WORK REQUIRED
Look through the material below and copy exactly the lines from the line with "Target: nose" to the line with "Target: earlobe", those two lines included.

--- EXCERPTED DATA Enclosed Below ---

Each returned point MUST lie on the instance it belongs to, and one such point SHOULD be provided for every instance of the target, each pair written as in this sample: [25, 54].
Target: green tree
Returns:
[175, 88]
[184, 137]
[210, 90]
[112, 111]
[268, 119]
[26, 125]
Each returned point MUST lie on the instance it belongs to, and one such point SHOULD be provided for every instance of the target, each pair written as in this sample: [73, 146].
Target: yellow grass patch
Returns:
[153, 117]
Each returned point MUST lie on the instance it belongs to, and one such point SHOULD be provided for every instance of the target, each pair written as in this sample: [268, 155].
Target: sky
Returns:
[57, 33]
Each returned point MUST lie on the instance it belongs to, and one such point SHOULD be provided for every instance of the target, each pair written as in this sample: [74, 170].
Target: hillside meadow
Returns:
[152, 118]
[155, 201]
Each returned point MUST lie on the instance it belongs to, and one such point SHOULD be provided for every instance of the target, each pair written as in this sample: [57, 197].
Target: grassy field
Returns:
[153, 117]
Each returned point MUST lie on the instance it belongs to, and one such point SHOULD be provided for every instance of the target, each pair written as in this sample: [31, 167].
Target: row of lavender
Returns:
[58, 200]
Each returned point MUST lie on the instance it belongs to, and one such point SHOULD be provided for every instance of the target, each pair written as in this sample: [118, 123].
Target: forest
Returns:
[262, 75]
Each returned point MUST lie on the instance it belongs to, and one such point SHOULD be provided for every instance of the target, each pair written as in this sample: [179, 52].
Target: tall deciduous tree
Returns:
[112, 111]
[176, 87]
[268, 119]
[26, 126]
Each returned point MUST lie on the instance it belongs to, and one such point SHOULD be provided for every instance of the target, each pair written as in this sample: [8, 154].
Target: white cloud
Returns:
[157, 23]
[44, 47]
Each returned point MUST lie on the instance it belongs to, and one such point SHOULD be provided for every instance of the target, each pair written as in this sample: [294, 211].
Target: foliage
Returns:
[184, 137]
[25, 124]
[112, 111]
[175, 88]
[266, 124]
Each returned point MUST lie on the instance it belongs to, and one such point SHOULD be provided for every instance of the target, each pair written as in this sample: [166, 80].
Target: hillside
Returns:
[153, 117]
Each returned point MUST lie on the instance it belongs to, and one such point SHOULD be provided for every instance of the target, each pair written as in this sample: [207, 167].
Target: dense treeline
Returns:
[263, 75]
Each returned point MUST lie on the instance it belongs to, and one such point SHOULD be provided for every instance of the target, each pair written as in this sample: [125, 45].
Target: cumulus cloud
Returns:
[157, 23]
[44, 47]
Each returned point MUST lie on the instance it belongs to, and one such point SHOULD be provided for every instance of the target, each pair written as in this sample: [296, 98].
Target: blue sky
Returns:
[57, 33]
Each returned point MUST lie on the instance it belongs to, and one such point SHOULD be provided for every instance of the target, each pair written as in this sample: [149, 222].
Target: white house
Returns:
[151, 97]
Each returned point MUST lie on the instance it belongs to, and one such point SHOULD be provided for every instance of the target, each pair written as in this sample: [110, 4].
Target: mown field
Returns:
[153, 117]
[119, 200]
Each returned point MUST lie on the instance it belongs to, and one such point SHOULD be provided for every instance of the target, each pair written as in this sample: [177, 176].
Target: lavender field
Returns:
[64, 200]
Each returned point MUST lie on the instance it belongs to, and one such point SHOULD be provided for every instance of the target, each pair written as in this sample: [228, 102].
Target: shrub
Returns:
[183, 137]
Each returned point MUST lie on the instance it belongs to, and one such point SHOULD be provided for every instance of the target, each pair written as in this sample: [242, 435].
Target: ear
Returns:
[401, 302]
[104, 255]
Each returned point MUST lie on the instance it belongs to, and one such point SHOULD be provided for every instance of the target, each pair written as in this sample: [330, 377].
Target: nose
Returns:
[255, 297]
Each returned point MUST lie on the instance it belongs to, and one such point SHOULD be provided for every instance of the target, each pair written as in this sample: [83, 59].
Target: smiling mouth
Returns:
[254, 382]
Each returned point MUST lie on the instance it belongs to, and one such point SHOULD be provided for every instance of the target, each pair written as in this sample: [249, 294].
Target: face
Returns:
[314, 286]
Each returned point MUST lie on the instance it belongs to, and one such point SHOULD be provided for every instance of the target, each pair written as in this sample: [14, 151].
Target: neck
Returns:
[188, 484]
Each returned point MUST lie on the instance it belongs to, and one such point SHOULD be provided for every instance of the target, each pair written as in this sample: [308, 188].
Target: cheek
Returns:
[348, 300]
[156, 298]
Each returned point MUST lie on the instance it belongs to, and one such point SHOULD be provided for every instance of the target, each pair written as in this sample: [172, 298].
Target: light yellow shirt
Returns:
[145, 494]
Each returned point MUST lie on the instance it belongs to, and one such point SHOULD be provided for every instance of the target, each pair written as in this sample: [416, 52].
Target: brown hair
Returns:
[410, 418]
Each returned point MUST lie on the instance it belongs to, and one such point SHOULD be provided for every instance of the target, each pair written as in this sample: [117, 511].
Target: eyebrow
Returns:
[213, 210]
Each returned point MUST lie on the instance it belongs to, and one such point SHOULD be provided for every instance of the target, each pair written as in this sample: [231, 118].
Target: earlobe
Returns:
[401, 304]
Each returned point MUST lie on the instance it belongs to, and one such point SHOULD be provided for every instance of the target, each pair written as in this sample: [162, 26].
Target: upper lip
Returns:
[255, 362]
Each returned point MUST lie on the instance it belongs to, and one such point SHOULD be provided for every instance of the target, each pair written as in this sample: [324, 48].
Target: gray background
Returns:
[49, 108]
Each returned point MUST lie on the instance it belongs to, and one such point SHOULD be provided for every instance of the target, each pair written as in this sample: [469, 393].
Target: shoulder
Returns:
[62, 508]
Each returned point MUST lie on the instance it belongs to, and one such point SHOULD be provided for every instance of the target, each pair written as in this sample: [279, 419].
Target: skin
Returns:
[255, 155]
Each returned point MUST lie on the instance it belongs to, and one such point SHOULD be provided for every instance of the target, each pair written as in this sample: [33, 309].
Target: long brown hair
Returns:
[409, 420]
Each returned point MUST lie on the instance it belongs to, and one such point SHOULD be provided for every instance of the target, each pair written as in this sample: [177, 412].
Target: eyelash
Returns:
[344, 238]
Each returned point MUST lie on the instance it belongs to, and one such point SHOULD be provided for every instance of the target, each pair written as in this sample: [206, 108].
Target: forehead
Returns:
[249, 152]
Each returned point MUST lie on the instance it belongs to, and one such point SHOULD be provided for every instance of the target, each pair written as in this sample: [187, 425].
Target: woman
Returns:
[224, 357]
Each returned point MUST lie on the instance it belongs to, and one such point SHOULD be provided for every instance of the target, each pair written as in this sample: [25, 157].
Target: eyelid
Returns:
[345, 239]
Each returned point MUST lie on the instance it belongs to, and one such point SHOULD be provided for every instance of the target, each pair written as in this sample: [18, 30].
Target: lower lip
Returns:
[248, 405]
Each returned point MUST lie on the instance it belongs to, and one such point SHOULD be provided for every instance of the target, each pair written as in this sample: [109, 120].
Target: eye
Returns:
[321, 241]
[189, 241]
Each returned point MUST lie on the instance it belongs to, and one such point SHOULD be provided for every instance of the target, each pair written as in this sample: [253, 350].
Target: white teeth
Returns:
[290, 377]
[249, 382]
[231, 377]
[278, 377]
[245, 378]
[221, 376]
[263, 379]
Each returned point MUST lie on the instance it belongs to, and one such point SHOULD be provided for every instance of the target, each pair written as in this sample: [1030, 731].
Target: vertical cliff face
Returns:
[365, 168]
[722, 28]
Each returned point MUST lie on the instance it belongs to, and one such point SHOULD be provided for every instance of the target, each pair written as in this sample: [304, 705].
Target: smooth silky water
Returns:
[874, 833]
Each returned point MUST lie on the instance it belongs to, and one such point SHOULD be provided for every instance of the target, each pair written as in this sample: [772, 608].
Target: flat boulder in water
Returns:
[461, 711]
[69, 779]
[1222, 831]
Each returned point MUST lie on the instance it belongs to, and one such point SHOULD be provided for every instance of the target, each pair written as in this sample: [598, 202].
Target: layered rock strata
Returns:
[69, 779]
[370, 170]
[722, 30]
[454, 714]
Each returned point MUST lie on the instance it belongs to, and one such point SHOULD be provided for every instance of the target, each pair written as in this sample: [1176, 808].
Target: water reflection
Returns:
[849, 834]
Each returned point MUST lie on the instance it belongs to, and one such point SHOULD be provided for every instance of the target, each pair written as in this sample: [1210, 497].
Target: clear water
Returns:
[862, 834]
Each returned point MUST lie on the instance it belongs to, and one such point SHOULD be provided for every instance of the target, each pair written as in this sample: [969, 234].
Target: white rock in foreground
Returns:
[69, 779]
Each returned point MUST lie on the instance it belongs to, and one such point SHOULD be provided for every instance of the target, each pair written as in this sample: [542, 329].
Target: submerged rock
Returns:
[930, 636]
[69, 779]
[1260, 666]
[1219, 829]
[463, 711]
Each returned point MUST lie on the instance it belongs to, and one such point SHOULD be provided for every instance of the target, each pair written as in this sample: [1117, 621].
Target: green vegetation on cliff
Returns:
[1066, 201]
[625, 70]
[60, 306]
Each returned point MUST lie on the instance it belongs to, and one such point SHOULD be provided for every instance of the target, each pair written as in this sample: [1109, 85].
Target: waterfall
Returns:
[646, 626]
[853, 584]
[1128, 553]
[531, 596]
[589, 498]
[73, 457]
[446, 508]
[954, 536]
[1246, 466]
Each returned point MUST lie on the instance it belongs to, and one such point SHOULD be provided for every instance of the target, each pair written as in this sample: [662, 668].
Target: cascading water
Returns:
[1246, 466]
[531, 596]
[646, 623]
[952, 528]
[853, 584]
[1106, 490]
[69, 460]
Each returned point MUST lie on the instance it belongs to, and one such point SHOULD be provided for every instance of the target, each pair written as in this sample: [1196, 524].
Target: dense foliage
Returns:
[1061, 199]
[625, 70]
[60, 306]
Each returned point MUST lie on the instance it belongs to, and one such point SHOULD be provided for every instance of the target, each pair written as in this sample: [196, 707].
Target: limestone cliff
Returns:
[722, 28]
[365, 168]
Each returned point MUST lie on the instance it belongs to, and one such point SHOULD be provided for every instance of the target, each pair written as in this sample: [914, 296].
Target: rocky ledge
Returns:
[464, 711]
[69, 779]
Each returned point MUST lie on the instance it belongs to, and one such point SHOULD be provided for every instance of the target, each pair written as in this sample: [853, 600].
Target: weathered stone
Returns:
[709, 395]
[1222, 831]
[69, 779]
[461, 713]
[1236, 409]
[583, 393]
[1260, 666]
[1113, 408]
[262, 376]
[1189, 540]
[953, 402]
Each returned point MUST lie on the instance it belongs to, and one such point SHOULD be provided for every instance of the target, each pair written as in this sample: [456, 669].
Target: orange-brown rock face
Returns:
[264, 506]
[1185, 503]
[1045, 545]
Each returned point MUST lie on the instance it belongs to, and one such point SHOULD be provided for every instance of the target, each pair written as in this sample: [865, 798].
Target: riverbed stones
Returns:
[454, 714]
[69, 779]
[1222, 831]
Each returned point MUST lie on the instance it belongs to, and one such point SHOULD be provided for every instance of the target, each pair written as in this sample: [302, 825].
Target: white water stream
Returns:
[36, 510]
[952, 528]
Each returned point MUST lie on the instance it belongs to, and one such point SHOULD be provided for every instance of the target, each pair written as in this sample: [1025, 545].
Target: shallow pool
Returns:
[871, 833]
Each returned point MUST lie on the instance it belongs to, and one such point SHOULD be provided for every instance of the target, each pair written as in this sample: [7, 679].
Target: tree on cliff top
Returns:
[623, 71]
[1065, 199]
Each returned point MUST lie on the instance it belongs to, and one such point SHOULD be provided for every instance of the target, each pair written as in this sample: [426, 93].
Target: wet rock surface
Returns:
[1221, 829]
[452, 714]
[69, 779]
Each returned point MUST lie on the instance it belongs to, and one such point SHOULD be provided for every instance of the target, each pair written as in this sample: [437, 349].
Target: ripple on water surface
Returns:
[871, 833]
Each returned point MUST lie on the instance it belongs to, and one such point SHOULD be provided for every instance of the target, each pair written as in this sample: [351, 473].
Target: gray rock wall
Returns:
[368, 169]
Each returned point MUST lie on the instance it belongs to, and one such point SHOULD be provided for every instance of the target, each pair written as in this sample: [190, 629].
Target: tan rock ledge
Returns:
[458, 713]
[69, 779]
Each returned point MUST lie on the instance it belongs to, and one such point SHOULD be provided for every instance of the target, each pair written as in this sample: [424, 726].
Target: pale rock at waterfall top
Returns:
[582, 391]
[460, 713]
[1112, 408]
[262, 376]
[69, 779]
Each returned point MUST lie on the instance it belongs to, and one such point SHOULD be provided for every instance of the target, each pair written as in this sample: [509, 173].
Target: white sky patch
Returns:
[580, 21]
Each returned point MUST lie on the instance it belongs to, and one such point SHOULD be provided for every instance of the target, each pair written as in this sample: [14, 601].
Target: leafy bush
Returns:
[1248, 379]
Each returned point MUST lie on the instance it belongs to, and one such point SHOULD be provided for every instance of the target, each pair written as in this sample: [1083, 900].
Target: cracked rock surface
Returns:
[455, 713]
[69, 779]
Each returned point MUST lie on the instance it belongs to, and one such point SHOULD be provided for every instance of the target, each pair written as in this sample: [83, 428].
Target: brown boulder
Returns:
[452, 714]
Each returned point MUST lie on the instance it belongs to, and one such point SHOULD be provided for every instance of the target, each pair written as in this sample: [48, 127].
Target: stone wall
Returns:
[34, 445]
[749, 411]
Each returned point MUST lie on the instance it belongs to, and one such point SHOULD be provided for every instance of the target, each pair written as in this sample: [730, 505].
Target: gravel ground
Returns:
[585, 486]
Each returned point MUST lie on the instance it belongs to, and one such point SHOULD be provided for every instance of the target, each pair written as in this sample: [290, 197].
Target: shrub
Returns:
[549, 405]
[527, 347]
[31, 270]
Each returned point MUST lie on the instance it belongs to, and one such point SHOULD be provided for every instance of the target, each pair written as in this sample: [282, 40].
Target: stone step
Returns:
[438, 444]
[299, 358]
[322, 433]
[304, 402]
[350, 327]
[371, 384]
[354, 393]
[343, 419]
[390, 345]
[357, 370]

--- End of Enclosed EXCERPTED DATA ---

ANSWER BOX
Target: nose
Returns:
[255, 297]
Each returned point MUST lie on the instance it belongs to, and one such point SHOULD be provided for every instance of the target, each pair written as in this sample: [83, 59].
Target: smiling mouth
Returns:
[254, 382]
Each returned point MUST lie on the instance it belongs to, and one such point SHOULD be provided for every instance of the target, each pair written as in this sample: [249, 294].
Target: face
Returns:
[314, 286]
Each returned point MUST lie on the instance it belongs to, and one such point SHOULD be provided for every instance of the target, each pair written as in this sample: [14, 151].
Target: neck
Returns:
[188, 484]
Each returned point MUST lie on the instance it belongs to, and one such point SHOULD be provided for every instance of the target, each pair written as in this sample: [308, 188].
Target: cheek
Returns:
[348, 300]
[156, 298]
Each returned point MUST lie on the instance it belongs to, and one such point SHOULD be provided for every instance of the target, each pair written as in this sample: [172, 298].
Target: light yellow shirt
Returns:
[145, 494]
Each returned point MUST lie on the instance it belongs to, and one such point SHOULD be provided for every instance of the target, each pair written as in this sample: [416, 52].
Target: brown hair
Returns:
[410, 418]
Each returned point MUST lie on the instance it belongs to, and one such point SHOULD be provided for every instance of the target, each pair written as in this sample: [117, 511].
Target: eyebrow
Returns:
[213, 210]
Each returned point MUST lie on the instance it belongs to, and one such point SHOULD be provided for every instance of the target, each pair written as in this sample: [231, 118].
Target: earlobe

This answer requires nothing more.